» Dataset:
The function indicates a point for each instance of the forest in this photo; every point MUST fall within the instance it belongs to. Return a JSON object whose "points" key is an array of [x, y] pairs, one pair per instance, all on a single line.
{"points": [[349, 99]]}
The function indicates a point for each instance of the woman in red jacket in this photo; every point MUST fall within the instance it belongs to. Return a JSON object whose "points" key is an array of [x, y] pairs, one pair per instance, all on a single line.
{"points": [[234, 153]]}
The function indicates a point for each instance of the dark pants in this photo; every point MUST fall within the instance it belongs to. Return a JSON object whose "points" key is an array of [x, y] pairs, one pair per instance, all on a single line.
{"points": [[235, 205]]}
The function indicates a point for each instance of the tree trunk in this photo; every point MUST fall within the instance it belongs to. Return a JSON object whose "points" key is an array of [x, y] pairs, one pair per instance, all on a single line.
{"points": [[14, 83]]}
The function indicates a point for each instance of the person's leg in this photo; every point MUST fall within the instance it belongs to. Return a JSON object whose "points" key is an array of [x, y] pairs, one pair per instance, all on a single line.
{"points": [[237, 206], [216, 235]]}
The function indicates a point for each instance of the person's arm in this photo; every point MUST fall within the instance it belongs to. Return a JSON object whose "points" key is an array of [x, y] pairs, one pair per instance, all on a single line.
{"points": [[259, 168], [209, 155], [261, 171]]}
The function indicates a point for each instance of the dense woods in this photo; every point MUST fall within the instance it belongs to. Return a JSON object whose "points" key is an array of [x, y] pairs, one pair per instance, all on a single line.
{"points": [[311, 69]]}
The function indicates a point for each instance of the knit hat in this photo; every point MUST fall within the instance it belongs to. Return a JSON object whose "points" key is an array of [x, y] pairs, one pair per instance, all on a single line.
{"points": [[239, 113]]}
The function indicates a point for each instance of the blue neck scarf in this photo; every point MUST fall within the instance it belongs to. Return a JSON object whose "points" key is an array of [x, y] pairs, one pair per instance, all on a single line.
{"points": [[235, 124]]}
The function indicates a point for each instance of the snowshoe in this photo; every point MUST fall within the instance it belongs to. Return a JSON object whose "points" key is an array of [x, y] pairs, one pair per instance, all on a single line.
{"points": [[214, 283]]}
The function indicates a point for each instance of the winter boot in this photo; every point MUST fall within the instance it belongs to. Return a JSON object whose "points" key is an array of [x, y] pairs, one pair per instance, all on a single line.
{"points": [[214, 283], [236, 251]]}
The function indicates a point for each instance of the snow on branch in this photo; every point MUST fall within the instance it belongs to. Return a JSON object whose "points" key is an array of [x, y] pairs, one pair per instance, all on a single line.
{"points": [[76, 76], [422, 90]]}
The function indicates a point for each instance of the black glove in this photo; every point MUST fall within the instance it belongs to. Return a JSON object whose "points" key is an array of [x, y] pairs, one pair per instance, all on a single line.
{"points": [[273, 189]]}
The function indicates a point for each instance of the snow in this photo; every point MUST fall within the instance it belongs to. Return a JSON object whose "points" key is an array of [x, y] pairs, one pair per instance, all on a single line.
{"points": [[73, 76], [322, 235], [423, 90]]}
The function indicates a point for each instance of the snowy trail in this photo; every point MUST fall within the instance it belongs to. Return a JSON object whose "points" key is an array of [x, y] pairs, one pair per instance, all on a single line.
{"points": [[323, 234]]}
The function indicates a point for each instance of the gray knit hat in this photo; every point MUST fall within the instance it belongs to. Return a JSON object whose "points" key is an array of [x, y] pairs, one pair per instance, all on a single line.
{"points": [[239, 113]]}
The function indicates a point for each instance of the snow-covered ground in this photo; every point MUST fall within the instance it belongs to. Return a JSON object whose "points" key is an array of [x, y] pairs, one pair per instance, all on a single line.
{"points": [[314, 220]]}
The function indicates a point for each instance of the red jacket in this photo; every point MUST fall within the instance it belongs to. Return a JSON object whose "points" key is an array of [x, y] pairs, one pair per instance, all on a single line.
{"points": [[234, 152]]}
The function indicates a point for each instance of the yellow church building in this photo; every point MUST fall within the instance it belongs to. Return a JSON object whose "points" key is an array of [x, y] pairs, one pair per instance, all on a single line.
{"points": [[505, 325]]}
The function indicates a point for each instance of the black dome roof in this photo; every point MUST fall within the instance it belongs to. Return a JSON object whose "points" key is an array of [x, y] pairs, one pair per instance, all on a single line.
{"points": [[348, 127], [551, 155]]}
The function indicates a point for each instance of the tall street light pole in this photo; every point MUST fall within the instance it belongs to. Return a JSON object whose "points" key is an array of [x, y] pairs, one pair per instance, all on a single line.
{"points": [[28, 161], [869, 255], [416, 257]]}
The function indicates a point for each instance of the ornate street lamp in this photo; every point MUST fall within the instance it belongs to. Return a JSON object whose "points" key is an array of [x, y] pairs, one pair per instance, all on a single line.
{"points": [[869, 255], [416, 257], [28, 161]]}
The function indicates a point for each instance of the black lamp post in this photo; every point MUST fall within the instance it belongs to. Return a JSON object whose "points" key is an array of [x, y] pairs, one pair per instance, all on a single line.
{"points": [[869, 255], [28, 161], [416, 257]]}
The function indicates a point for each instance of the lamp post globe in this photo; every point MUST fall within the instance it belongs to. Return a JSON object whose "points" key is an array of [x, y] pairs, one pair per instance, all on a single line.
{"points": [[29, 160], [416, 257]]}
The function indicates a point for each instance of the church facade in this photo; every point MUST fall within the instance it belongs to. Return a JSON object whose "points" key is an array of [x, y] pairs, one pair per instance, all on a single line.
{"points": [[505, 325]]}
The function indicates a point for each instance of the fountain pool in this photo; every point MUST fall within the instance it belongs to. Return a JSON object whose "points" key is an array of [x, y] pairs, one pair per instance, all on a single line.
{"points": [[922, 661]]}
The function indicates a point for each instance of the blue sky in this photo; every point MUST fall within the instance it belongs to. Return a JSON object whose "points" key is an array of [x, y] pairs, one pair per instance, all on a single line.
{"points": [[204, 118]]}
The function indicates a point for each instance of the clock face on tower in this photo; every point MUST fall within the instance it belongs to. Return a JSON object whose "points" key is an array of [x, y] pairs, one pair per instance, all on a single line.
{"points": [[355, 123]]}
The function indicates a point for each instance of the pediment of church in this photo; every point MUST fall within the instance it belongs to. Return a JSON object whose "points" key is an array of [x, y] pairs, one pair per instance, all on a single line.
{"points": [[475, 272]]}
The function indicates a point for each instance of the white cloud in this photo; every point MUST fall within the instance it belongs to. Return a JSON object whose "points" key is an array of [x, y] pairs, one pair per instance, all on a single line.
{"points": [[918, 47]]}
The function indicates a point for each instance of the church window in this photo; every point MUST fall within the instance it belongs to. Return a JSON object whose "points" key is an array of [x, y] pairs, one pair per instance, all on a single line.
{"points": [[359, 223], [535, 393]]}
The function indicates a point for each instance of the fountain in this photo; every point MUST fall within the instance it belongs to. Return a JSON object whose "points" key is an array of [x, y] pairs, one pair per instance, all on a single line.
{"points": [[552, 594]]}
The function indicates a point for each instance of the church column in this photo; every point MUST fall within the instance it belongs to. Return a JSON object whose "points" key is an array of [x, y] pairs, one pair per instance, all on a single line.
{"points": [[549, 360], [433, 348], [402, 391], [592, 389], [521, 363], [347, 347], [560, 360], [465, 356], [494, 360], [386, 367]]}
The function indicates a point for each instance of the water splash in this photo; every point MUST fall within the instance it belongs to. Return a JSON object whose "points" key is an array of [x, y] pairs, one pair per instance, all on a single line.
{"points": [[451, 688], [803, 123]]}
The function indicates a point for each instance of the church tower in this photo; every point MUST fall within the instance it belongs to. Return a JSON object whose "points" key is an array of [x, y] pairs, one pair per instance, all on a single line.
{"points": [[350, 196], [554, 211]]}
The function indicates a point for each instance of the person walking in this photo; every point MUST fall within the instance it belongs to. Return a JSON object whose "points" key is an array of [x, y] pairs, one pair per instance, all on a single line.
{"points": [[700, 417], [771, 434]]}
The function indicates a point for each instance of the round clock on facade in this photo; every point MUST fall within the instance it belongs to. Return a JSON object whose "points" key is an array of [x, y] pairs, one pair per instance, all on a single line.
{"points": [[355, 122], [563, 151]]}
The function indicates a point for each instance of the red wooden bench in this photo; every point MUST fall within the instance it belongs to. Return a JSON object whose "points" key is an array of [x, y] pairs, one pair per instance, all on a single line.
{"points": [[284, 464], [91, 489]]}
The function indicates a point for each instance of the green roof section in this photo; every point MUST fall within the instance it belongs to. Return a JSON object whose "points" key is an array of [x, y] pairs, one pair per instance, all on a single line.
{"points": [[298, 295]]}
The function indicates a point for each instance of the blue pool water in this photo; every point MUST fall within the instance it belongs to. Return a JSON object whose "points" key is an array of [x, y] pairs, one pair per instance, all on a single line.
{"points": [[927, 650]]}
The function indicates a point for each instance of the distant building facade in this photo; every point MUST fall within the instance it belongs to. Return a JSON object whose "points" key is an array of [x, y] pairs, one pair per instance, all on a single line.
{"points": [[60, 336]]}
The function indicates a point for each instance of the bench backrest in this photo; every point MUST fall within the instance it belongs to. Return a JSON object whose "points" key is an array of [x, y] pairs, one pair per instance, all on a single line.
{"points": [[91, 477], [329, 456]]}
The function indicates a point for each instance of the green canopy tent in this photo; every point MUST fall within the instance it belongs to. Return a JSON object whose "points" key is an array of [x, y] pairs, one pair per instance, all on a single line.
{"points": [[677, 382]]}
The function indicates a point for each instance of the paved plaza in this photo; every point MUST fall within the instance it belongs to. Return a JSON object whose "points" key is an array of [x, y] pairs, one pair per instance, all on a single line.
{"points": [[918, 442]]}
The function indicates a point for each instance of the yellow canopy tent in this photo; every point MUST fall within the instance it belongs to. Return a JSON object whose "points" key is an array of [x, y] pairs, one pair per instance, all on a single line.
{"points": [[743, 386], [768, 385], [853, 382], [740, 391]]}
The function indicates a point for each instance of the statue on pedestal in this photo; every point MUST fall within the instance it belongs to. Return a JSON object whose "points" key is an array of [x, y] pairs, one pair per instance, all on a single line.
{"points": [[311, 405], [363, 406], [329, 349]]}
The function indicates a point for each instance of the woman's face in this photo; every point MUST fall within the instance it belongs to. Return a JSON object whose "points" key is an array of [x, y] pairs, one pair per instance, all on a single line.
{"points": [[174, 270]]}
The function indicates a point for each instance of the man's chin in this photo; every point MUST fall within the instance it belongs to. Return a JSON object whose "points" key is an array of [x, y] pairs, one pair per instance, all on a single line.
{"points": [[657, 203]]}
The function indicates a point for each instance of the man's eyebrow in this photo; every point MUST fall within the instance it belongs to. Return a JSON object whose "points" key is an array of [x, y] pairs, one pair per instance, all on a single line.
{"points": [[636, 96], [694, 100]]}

» About this task:
Which lines run from the one with "The function indicates a point for each instance of the statue" through the end of the listing above? Restate them word for word, with nothing else.

» Exercise answer:
The function indicates a point for each instance of the statue on pedestal in this photo; every point MUST fall within the instance it belongs to. Return a JSON object whose "points" key is an array of [x, y] pairs, one pair per instance, all on a single line.
{"points": [[311, 405], [363, 406], [329, 349]]}
The function indicates a point for each instance of the woman's face in this photo; every point MUST fall within the instance it belongs to. Return a JSON object whose "points" key is an array of [x, y] pairs, one pair per instance, all on a single line.
{"points": [[174, 270]]}
The function indicates a point for each instance of the man's chin in this photo; every point MUST fall within the instance it belongs to. Return a JSON object whose "points" key is an array of [x, y] pairs, one pair per instance, all on a single line.
{"points": [[657, 203]]}
The function indicates a point for each instance of the man's eyebrow in this photo; every point MUST fall within the instance it belongs to. Return a JSON object whose "points" key is an array of [x, y] pairs, one pair per instance, all on a single line.
{"points": [[636, 96], [694, 100]]}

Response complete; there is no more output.